━━━ Brano citato ━━━

Questo approccio è in linea con la nuova politica cinese del “sistema a doppia circolazione” e con un nuovo circolo commerciale regionale basato sui paesi dell’Asean, che aiuterebbe a proteggere l’economia cinese dalla volatilità globale e ne promuoverebbe una maggiore autosufficienza.
In definitiva, queste catene del valore regionali e via della seta ancorate attorno al Rcep verrebbero incorporate nella catena del valore globale e consentirebbero all’industria manifatturiera cinese di accumulare vantaggi tecnologici comparativi. Il risultato sarebbe la ricostruzione della futura catena del valore globale che vede al centro la Cina e l’Asia.
Globalizzazione regionale
Mentre la crescita economica cinese e i progetti relativi alla via della seta dovranno fare fronte a una flessione, sia l’economia cinese sia i sistemi finanziari e commerciali internazionali sono resilienti. Già inclusa nella Costituzione del paese nel 2017 e presenti nel XIV Piano quinquennale pubblicato nel 2021, la via della seta rimarrà un pilastro fondamentale della politica estera cinese.
Tuttavia, è probabile che continui a svolgersi in modo fluido secondo nuove modalità che presteranno maggiore attenzione a progetti di qualità superiore, sostenibilità nelle sfere economica, sociale e ambientale e di adattamento al nuovo contesto geopolitico. La Cina sta attribuendo crescente importanza alle nazioni dell’Asean. Pechino sta anche dando la priorità alla via della seta ferroviaria che collega Russia e Cina, svincolando la via della seta ferroviaria che collega la Cina con l’Europa.

━━━ Dati ━━━

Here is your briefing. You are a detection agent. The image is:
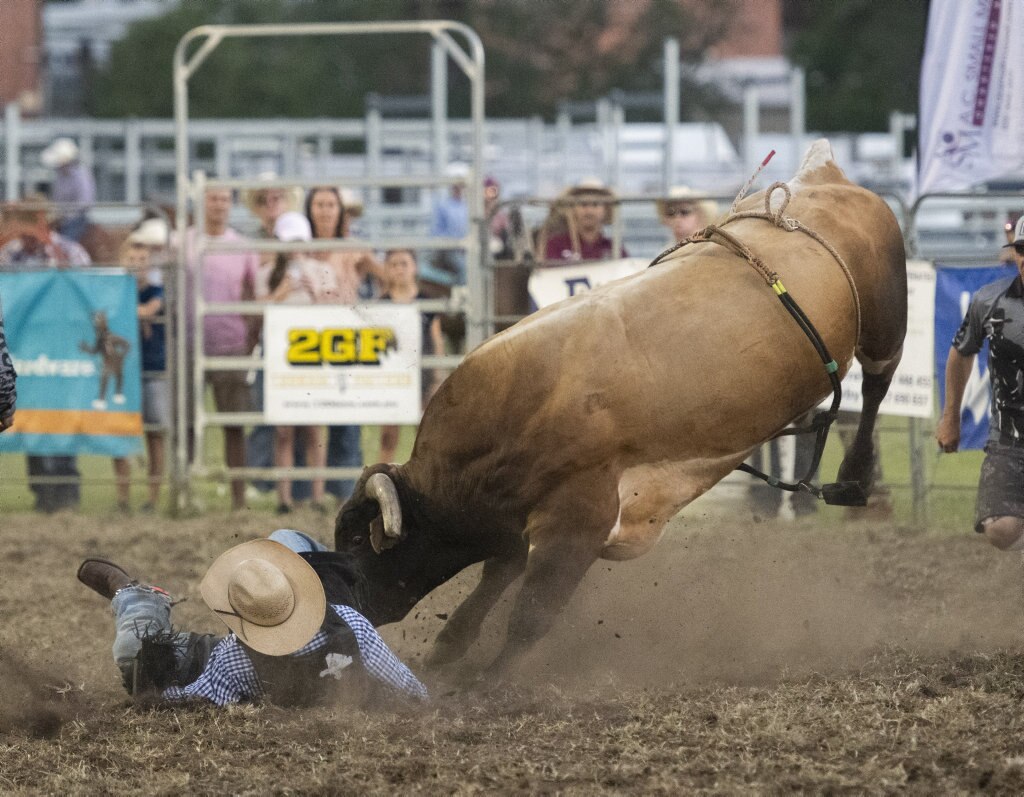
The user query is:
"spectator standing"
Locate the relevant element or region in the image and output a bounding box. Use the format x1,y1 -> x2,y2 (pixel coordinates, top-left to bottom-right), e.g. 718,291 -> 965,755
40,138 -> 96,242
657,185 -> 718,244
0,290 -> 17,431
380,249 -> 444,462
306,186 -> 383,503
242,176 -> 309,499
538,180 -> 627,263
935,217 -> 1024,551
0,194 -> 90,512
257,207 -> 339,514
183,188 -> 259,509
108,227 -> 171,514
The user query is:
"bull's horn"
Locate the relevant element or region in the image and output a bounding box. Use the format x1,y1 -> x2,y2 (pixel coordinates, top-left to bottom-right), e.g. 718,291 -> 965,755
367,473 -> 401,540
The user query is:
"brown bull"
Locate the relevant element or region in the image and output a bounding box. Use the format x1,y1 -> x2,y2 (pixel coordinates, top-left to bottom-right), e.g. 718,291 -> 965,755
335,141 -> 906,666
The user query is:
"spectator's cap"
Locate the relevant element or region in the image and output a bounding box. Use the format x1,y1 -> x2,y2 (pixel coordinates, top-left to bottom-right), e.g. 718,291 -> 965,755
200,540 -> 327,656
558,177 -> 617,224
655,185 -> 718,224
338,188 -> 362,218
273,210 -> 313,241
3,194 -> 56,224
39,138 -> 78,169
128,218 -> 170,248
444,161 -> 469,177
242,171 -> 306,213
1002,216 -> 1024,249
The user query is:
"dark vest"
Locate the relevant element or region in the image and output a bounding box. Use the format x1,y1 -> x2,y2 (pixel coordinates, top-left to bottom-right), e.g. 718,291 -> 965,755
239,551 -> 371,706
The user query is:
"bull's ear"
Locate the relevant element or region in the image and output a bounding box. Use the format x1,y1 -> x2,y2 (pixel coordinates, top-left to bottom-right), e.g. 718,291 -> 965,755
370,515 -> 400,553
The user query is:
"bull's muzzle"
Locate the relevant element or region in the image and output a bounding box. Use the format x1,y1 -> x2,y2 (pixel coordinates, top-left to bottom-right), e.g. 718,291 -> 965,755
367,473 -> 401,553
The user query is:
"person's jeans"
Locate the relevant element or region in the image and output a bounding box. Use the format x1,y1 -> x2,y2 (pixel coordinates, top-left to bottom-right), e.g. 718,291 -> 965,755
267,529 -> 329,553
324,426 -> 362,501
111,529 -> 328,685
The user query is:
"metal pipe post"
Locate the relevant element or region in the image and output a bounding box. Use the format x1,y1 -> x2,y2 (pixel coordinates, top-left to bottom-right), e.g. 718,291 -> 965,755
743,83 -> 761,174
430,42 -> 447,174
662,37 -> 679,196
3,102 -> 22,202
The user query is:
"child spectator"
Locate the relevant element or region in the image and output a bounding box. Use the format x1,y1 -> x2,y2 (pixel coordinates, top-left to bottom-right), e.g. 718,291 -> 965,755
380,249 -> 444,462
256,211 -> 338,514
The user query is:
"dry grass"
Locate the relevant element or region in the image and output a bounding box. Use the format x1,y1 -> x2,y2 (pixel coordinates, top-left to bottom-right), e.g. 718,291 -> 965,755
0,506 -> 1024,794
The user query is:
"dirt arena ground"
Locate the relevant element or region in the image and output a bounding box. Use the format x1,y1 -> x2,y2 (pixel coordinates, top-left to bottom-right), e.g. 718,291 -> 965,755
0,506 -> 1024,794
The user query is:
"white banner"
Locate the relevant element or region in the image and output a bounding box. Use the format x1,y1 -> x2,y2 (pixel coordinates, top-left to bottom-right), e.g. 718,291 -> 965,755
263,304 -> 423,425
821,260 -> 935,418
918,0 -> 1024,195
528,257 -> 650,308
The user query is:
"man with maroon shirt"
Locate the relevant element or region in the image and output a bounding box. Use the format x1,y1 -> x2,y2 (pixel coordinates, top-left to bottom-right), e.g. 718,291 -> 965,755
542,180 -> 627,263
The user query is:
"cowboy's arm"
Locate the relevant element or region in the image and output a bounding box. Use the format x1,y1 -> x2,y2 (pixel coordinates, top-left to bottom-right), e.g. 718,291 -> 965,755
0,290 -> 17,431
935,348 -> 975,454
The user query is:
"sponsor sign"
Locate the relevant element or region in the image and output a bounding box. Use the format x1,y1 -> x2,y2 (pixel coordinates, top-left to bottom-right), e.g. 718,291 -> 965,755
918,0 -> 1024,194
263,304 -> 423,425
0,268 -> 142,457
935,265 -> 1017,450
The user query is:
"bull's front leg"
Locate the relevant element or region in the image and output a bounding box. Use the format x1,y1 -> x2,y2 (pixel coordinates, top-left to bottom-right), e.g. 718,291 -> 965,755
839,361 -> 898,494
426,541 -> 526,667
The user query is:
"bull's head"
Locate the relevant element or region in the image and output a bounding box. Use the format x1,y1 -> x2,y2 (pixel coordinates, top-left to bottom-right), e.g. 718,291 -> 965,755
334,464 -> 482,625
334,464 -> 424,625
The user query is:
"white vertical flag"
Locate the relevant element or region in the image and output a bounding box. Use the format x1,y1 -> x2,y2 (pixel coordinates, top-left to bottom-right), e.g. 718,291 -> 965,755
918,0 -> 1024,195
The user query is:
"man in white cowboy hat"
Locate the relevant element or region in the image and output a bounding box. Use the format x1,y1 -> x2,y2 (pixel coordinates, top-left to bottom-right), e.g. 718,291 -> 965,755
935,216 -> 1024,551
78,530 -> 427,706
656,185 -> 718,243
40,137 -> 96,241
538,179 -> 627,263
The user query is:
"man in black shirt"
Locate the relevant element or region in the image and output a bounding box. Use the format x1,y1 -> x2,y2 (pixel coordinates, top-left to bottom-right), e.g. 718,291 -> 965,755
935,217 -> 1024,551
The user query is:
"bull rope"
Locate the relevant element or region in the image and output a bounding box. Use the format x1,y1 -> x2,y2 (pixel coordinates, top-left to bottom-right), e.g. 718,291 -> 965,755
648,179 -> 867,506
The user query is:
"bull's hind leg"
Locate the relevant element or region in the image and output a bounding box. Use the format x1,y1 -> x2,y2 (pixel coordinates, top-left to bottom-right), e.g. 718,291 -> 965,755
426,541 -> 526,667
839,353 -> 899,494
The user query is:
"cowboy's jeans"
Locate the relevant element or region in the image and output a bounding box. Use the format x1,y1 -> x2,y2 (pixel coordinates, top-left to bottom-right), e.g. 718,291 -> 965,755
111,529 -> 327,690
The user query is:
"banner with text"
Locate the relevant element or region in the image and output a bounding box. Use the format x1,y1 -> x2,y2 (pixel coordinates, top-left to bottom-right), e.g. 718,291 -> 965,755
935,265 -> 1017,449
0,268 -> 142,457
528,257 -> 650,308
918,0 -> 1024,195
263,304 -> 423,425
824,260 -> 935,418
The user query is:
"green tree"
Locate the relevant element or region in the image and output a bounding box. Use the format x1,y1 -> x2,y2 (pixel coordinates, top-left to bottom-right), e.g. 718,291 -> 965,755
784,0 -> 928,131
89,0 -> 734,117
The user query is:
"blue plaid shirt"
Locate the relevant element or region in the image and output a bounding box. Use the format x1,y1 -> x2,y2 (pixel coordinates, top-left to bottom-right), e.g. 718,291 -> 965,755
164,603 -> 427,706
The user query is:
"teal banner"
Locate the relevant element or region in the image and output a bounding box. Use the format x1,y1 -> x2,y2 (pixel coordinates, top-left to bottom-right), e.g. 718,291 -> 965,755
0,268 -> 142,457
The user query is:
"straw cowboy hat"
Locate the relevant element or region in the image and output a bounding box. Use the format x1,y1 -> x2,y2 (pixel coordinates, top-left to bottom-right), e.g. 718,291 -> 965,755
242,171 -> 306,213
654,185 -> 718,224
556,177 -> 618,224
128,218 -> 170,249
39,138 -> 78,169
200,540 -> 327,656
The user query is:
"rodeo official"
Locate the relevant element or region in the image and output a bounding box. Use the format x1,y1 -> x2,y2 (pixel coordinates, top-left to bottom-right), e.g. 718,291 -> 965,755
0,290 -> 17,431
78,530 -> 427,706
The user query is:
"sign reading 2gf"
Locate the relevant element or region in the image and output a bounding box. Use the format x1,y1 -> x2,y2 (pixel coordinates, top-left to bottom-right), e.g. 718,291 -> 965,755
287,327 -> 396,366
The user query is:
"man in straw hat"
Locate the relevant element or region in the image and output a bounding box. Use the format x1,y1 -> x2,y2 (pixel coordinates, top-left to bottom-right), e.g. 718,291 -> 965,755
39,137 -> 96,241
538,179 -> 627,262
78,530 -> 427,706
935,216 -> 1024,551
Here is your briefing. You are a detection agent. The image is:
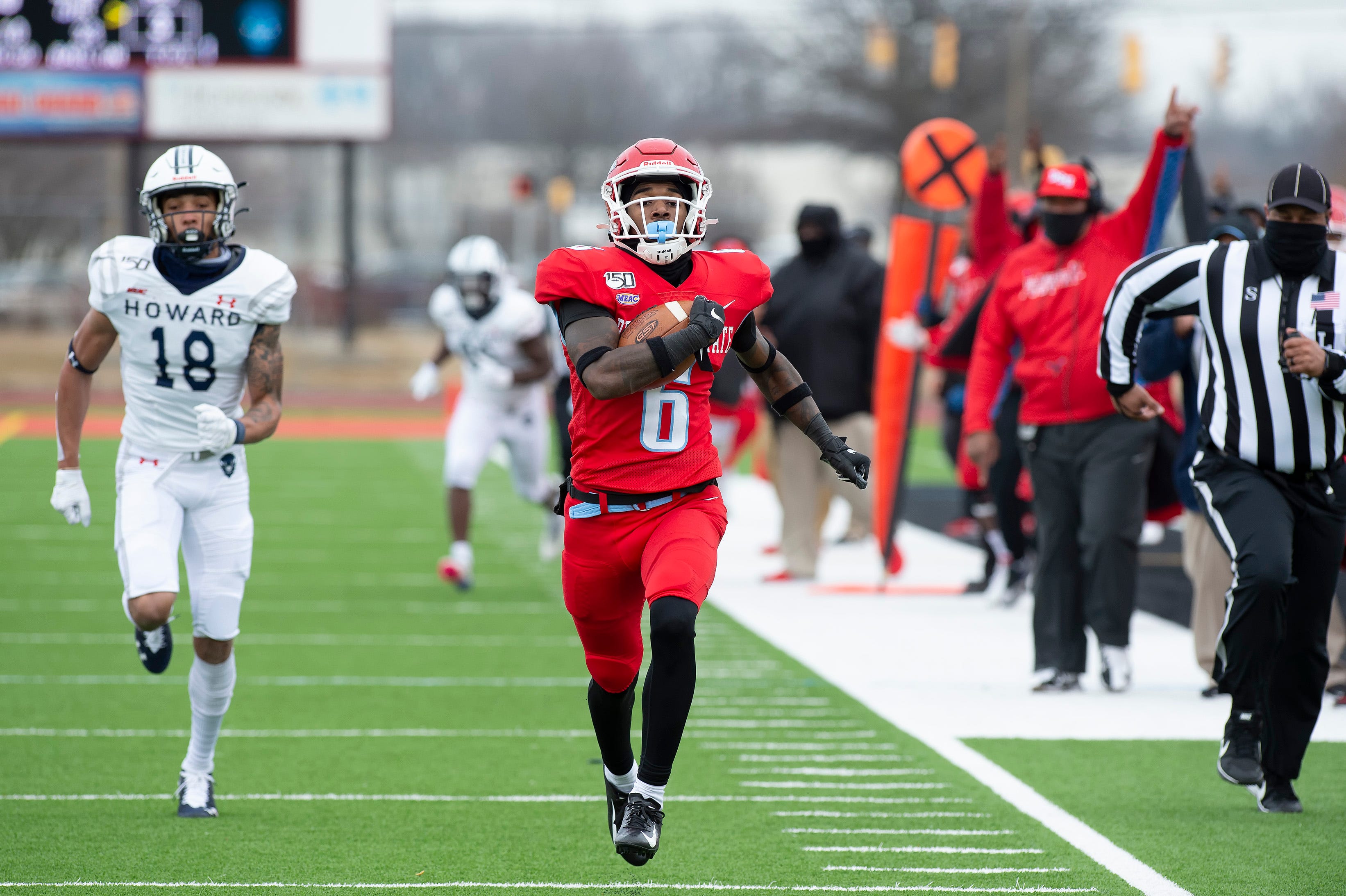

━━━

Obiettivo:
Ricopia dal brano sulla via della seta la parte che va da "Tuttavia, è probabile" a "Cina con l’Europa.". Per questo lavoro le voci non servono.

Risultato:
Tuttavia, è probabile che continui a svolgersi in modo fluido secondo nuove modalità che presteranno maggiore attenzione a progetti di qualità superiore, sostenibilità nelle sfere economica, sociale e ambientale e di adattamento al nuovo contesto geopolitico. La Cina sta attribuendo crescente importanza alle nazioni dell’Asean. Pechino sta anche dando la priorità alla via della seta ferroviaria che collega Russia e Cina, svincolando la via della seta ferroviaria che collega la Cina con l’Europa.